EXTRAIT:
--------

L'œil était entier ; ses muscles avaient été sectionnés à des distances diverses de leur insertion dans la sclère ; le grand oblique de l'œil et le muscle droit supérieur avaient été sectionnés à 2 centimètres. Quant au nerf optique, il avait été sectionné à 2,5 centimètres de la sclère. Le tout était d'une propreté remarquable, et un chirurgien n'eût pas fait mieux. »

D'où l'intérêt porté à cette histoire par les ophtalmologues de l'époque, émerveillés par ce cas unique (et qui devrait le rester encore un moment) de chirurgie involontaire réalisée tant par le patient lui-même que par un objet inanimé, par un concours de circonstances extraordinaires. Le plus étonnant étant sans doute que notre héros ne se soit pas littéralement vidé de son sang, et qu'il ne se soit pas non plus brusquement réveillé au milieu de la nuit dès que les effets de l'alcool se furent quelque peu estompés. Car cette histoire finit étonnamment bien, et c'est aussi ce qui lui vaut d'être aussi belle :

« La clé était courbée selon un angle obtus, après avoir supporté la chute d'un tel poids. Le patient ayant été emmené à l'hôpital, les restes des muscles furent replacés dans l'orbite, et la blessure de la paupière refermée par quelques points de suture. Un linge à l'eau froide fut appliqué sur l'œil, un régime maigre fut recommandé, et le patient se rétablit rapidement. »

--------

DONNÉES FOURNIES:

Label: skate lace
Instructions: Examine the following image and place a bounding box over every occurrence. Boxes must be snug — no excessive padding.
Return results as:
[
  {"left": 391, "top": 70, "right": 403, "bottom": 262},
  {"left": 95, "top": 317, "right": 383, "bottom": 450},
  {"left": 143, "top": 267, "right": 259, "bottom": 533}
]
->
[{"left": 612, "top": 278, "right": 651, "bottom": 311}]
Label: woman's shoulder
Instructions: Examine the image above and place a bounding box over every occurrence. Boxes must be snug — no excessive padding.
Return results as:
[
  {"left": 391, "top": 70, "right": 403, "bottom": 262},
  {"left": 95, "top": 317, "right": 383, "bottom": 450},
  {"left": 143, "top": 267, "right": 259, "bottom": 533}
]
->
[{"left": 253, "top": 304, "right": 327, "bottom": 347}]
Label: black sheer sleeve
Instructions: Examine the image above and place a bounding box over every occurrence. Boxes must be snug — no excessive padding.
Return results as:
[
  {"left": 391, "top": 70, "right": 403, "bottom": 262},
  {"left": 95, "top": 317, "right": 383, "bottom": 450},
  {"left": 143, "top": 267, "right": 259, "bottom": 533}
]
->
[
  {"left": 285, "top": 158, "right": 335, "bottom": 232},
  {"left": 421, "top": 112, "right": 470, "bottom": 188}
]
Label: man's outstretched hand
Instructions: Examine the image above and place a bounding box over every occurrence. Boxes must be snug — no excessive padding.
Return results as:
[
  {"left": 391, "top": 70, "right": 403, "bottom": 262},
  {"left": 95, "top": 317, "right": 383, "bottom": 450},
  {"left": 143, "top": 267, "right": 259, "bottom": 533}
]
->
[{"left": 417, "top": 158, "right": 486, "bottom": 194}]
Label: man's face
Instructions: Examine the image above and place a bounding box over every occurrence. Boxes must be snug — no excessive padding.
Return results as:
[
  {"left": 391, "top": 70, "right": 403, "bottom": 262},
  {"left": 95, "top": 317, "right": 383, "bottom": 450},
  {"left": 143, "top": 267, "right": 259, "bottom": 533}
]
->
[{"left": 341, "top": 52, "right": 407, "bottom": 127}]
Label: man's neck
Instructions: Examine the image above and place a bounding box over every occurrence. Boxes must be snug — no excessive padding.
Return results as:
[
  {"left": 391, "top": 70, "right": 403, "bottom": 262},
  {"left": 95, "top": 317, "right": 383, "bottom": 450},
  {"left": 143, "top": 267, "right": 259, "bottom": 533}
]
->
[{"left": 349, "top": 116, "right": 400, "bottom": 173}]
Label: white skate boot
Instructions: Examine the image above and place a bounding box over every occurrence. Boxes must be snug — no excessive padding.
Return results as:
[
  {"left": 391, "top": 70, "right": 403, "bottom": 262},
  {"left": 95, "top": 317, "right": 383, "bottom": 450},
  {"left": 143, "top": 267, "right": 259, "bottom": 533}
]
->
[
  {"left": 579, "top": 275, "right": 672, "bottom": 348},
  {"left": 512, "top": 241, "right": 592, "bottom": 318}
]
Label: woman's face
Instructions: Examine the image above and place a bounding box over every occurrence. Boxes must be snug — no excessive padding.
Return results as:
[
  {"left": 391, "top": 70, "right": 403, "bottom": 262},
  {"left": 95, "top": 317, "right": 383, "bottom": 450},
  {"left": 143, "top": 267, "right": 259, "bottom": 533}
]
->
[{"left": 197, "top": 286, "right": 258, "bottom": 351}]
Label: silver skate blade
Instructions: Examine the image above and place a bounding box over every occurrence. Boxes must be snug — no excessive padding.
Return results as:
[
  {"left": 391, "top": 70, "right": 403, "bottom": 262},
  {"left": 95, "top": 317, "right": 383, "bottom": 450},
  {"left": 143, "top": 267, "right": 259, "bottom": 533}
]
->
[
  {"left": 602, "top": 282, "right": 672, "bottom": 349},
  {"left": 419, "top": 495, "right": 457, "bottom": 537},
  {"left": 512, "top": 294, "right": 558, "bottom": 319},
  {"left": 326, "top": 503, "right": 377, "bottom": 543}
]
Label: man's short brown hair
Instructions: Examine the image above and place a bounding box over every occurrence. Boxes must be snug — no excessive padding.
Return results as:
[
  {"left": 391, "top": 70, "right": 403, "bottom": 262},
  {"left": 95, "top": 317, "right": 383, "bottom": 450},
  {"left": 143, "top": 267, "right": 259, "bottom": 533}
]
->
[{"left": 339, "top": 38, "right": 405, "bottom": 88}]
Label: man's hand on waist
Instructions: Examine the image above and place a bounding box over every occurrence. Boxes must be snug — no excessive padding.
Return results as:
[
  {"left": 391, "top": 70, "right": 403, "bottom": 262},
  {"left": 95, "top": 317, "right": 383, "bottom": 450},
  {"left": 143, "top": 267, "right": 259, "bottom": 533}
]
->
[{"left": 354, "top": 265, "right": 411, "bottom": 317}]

--------

CONSIGNE: Reprenez le texte sur cette chirurgie involontaire de l'œil à la suite de sa dernière phrase.

PROBLÈME RÉSOLU:
Hop là, on remballe ce qu'on peut, on referme, un peu d'eau froide histoire d'attendre l'invention de l'aspirine, et c'est parti. Notre homme, désormais borgne, s'en est allé retrouver son anonymat, qu'il n'avait jamais quitté d'ailleurs puisque hélas son nom ne nous est jamais parvenu. On ignore également s'il a continué à boire par la suite. Reste que rien, presque 170 ans après cet épisode, ne vous préserve en théorie de subir le même sort, que vous ayez bu ou non votre poids en Chartreuse. Dans le doute, ne laissez jamais la clé dans la porte.